TEXT BLOCK –
○ ○ ○ ○ ○ ○ ○
A visit with King Cam of Kitava: David P Eyre

I was a Medical Assistant and part of an Anti-TB team that visited the Trobriands to find people with active tuberculosis and to protect susceptible people with BCG vaccine. If my memory serves me correctly, the year was 1965.

The team had travelled from Samarai in the government trawler Hekaha and we conducted surveys in the Woodlarks and on Kiriwina.

It was on Kiriwina that we sought and obtained the approval of the local chief to conduct the survey of his ‘subjects’. This chief was a very dignified gentleman and I have a coloured photograph of him which shows his yam houses and the houses of his many wives. The villages were scrupulously clean and extremely well maintained and a credit to the local people. This paramount chief was known colloquially as the ‘King of the Trobriands’. This was interesting because Cameron of Kitava was known as ‘King Cam of Kitava’.

Our team leader and radiographer was Peter Bailey and he was most interested to visit Kitava so the local doctor on Kiriwina, a Dr Seko, contacted King Cam via the radio skeds and arranged to visit.

We all jumped on board the Hekaha and set out for Kitava. King Cam met us at the wharf in his dilapidated and multi-coloured Landrover. The most noticeable thing about Cameron was his gauntness and his legs which had some sort of strapping on them extending up to his knees. He was very reserved but cordial enough. He tried to make a point that the people on his island were healthy and did not need our team to investigate them. He also told us how the Americans had introduced gonorrhoea during the war and how an anti yaws campaign had the side benefit of clearing this up.
○ ○ ○ ○ ○ ○ ○
Image point grounding data

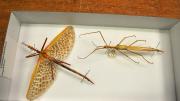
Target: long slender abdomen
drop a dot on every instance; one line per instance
(137, 48)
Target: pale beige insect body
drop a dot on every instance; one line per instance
(120, 48)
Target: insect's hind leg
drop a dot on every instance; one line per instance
(141, 56)
(96, 32)
(128, 57)
(136, 42)
(125, 38)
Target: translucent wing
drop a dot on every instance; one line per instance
(62, 44)
(45, 71)
(41, 79)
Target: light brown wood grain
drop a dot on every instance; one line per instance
(158, 8)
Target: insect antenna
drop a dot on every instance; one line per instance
(96, 32)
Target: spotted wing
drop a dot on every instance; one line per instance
(42, 77)
(62, 44)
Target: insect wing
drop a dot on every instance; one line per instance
(41, 79)
(62, 44)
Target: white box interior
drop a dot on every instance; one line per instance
(115, 78)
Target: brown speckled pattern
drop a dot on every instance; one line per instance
(45, 70)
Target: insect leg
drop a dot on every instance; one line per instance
(141, 56)
(125, 38)
(44, 44)
(128, 57)
(136, 42)
(90, 53)
(31, 55)
(96, 32)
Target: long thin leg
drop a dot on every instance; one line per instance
(85, 75)
(128, 57)
(31, 55)
(125, 38)
(44, 44)
(141, 56)
(96, 32)
(90, 53)
(136, 42)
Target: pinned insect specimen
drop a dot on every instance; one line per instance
(113, 49)
(54, 54)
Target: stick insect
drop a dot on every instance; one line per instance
(112, 49)
(45, 69)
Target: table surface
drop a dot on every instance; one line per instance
(158, 8)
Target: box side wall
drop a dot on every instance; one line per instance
(175, 37)
(11, 40)
(93, 19)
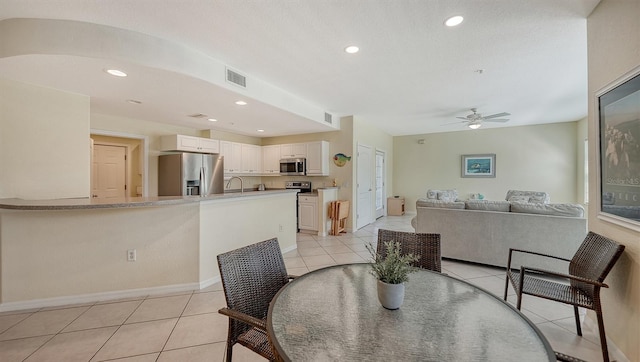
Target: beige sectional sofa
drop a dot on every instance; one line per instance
(483, 231)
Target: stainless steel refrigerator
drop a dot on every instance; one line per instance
(187, 174)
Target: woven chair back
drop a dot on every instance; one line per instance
(251, 277)
(594, 259)
(425, 246)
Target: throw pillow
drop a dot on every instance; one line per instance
(432, 194)
(519, 199)
(448, 195)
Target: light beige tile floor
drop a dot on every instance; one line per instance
(187, 327)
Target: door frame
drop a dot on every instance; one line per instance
(127, 184)
(357, 208)
(144, 154)
(384, 182)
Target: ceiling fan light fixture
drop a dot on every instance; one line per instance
(454, 21)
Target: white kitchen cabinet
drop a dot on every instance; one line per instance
(251, 159)
(271, 160)
(293, 150)
(308, 212)
(318, 158)
(232, 153)
(189, 143)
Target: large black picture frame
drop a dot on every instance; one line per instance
(618, 112)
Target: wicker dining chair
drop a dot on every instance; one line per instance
(251, 277)
(587, 270)
(425, 246)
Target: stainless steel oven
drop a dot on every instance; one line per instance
(293, 166)
(305, 187)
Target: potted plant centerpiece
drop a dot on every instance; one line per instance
(391, 270)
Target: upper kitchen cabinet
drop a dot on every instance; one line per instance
(232, 153)
(189, 144)
(318, 158)
(251, 159)
(293, 150)
(271, 160)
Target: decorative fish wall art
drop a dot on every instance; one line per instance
(340, 159)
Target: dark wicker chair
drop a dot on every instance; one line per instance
(426, 246)
(561, 357)
(587, 270)
(251, 277)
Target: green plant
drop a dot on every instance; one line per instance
(393, 268)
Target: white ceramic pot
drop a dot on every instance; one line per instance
(390, 296)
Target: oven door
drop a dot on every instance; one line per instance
(293, 166)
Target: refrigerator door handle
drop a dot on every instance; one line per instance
(203, 183)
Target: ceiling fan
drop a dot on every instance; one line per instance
(475, 119)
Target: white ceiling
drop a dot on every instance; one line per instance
(412, 75)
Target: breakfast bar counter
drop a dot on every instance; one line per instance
(59, 252)
(90, 203)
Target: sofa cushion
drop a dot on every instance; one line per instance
(432, 194)
(570, 210)
(534, 196)
(486, 205)
(440, 203)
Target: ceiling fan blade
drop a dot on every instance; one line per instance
(446, 124)
(497, 115)
(496, 120)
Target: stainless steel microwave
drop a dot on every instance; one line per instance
(293, 166)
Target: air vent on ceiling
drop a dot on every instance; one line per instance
(236, 78)
(328, 118)
(197, 115)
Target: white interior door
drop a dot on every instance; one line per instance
(364, 214)
(108, 171)
(380, 186)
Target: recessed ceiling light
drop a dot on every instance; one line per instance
(116, 72)
(454, 21)
(352, 49)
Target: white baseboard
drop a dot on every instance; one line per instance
(99, 297)
(115, 295)
(615, 354)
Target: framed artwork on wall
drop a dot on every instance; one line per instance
(483, 165)
(618, 112)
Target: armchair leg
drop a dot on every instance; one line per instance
(578, 328)
(506, 286)
(228, 352)
(603, 337)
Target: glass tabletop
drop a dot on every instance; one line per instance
(334, 314)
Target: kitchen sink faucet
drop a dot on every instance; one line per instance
(241, 183)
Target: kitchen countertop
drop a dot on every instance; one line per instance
(127, 202)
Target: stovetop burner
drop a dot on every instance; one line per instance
(304, 186)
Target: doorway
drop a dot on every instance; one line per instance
(109, 171)
(135, 168)
(364, 189)
(381, 173)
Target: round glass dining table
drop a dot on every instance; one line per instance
(333, 314)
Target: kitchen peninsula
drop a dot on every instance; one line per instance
(59, 252)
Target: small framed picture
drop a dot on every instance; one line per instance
(479, 165)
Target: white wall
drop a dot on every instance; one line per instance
(613, 34)
(35, 163)
(538, 158)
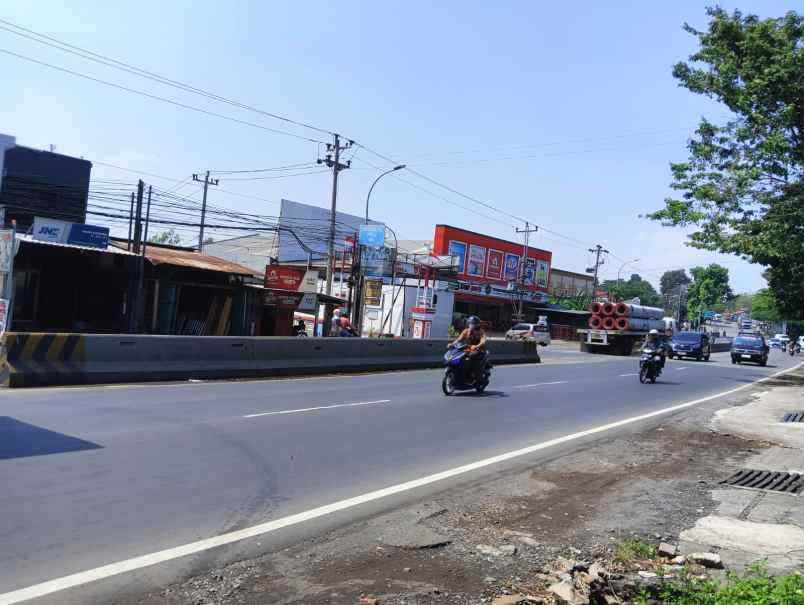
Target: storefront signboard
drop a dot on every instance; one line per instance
(477, 261)
(458, 250)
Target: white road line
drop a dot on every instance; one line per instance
(113, 569)
(539, 384)
(320, 407)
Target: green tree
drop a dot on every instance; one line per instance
(169, 237)
(742, 187)
(635, 287)
(672, 280)
(763, 306)
(709, 287)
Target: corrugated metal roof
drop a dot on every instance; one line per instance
(194, 260)
(191, 259)
(24, 237)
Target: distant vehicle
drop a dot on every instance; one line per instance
(539, 331)
(749, 348)
(691, 344)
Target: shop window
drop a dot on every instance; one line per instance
(26, 291)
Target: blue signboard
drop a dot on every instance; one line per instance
(372, 235)
(89, 235)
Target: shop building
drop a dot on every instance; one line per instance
(493, 274)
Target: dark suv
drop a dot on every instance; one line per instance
(691, 344)
(749, 347)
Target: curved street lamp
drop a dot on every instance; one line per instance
(368, 197)
(628, 262)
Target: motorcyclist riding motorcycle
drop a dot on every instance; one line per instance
(473, 336)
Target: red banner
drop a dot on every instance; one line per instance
(284, 278)
(494, 265)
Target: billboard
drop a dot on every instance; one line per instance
(477, 261)
(511, 267)
(494, 267)
(310, 224)
(458, 249)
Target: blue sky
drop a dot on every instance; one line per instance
(563, 114)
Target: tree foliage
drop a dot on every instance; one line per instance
(742, 187)
(709, 288)
(672, 280)
(635, 287)
(169, 237)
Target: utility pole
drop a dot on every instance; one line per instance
(333, 160)
(524, 269)
(597, 250)
(207, 182)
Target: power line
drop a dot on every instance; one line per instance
(156, 97)
(108, 61)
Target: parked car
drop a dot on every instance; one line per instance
(749, 348)
(691, 344)
(540, 332)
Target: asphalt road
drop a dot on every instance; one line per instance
(90, 476)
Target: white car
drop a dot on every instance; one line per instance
(540, 332)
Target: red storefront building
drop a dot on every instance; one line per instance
(490, 275)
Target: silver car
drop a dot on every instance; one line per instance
(540, 332)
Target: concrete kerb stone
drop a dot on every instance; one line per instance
(33, 359)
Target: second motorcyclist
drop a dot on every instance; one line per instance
(474, 336)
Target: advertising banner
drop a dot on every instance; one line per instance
(530, 272)
(91, 236)
(458, 249)
(477, 261)
(542, 273)
(377, 262)
(6, 250)
(511, 267)
(494, 268)
(373, 294)
(3, 314)
(283, 278)
(372, 235)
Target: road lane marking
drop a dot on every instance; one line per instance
(113, 569)
(539, 384)
(320, 407)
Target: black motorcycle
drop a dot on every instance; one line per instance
(650, 365)
(457, 376)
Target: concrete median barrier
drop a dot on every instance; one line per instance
(73, 359)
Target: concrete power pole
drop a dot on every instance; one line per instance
(333, 160)
(207, 182)
(597, 250)
(524, 270)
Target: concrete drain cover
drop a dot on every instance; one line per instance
(788, 483)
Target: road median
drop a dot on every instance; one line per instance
(49, 359)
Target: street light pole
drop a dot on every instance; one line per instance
(357, 311)
(368, 196)
(628, 262)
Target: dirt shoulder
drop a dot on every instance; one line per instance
(474, 544)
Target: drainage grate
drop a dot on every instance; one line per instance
(789, 483)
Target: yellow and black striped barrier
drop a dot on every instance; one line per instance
(33, 359)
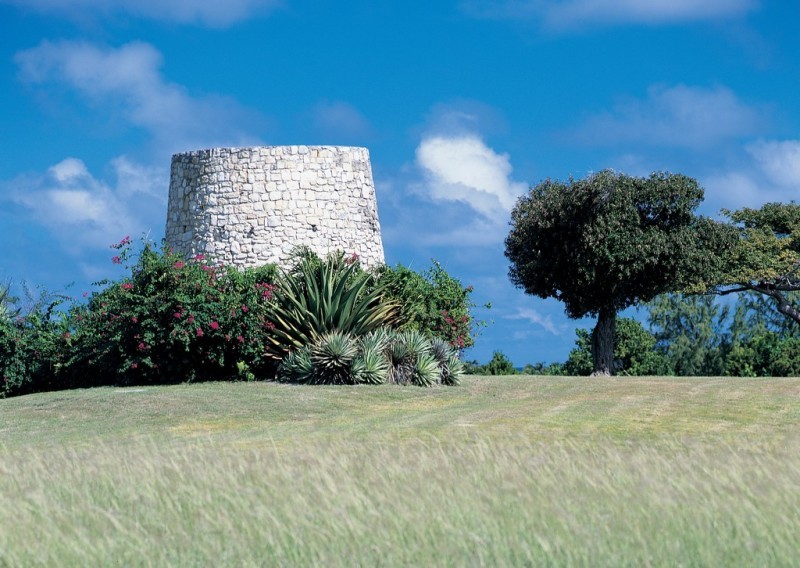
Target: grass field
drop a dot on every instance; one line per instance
(500, 471)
○ ○ ○ ○ ○ ○ ○
PROBLEM STATEMENT – Retype the account of the visit to King Cam of Kitava word for word, in full. Only the text is needed; the listing plays no part.

RESPONSE AREA –
A visit with King Cam of Kitava: David P Eyre

I was a Medical Assistant and part of an Anti-TB team that visited the Trobriands to find people with active tuberculosis and to protect susceptible people with BCG vaccine. If my memory serves me correctly, the year was 1965.

The team had travelled from Samarai in the government trawler Hekaha and we conducted surveys in the Woodlarks and on Kiriwina.

It was on Kiriwina that we sought and obtained the approval of the local chief to conduct the survey of his ‘subjects’. This chief was a very dignified gentleman and I have a coloured photograph of him which shows his yam houses and the houses of his many wives. The villages were scrupulously clean and extremely well maintained and a credit to the local people. This paramount chief was known colloquially as the ‘King of the Trobriands’. This was interesting because Cameron of Kitava was known as ‘King Cam of Kitava’.

Our team leader and radiographer was Peter Bailey and he was most interested to visit Kitava so the local doctor on Kiriwina, a Dr Seko, contacted King Cam via the radio skeds and arranged to visit.

We all jumped on board the Hekaha and set out for Kitava. King Cam met us at the wharf in his dilapidated and multi-coloured Landrover. The most noticeable thing about Cameron was his gauntness and his legs which had some sort of strapping on them extending up to his knees. He was very reserved but cordial enough. He tried to make a point that the people on his island were healthy and did not need our team to investigate them. He also told us how the Americans had introduced gonorrhoea during the war and how an anti yaws campaign had the side benefit of clearing this up.